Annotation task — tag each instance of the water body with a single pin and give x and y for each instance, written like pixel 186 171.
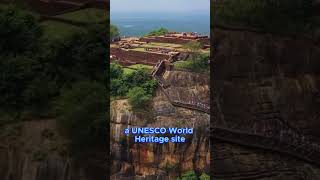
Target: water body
pixel 139 24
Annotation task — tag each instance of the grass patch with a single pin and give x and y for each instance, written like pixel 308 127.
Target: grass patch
pixel 58 30
pixel 168 45
pixel 90 15
pixel 199 65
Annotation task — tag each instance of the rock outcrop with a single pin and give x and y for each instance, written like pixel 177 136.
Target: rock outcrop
pixel 34 150
pixel 151 161
pixel 262 80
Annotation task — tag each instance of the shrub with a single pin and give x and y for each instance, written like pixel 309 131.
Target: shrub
pixel 82 112
pixel 158 32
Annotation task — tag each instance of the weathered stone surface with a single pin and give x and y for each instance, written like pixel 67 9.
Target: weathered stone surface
pixel 163 161
pixel 254 71
pixel 34 150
= = = = =
Reproduce the listing above word for word, from the first line to the last, leaving out the picture.

Annotation task — tag each instance of the water body with a single pin and give x and y for each instance, written like pixel 186 171.
Target: water body
pixel 139 24
Annotation task — tag each instance of the grass patch with a single pin and give x and y for each instance, written like pixel 308 127.
Target: grass patch
pixel 58 30
pixel 168 45
pixel 90 15
pixel 199 65
Annotation task — tag each instance of the rock outcrop with a single pin and give x and y for each instance, written like pixel 177 136.
Target: rock outcrop
pixel 34 150
pixel 151 161
pixel 262 80
Annotation task — tag each instance of the shrub with a single pin and give x and y for each instance, written like pixel 309 131.
Target: shrub
pixel 82 112
pixel 158 32
Annotation task — tag each instance of the weathered stone surface with a single pin and give x and y for each instance, written like pixel 67 9.
Target: weathered stone surface
pixel 163 161
pixel 254 71
pixel 34 150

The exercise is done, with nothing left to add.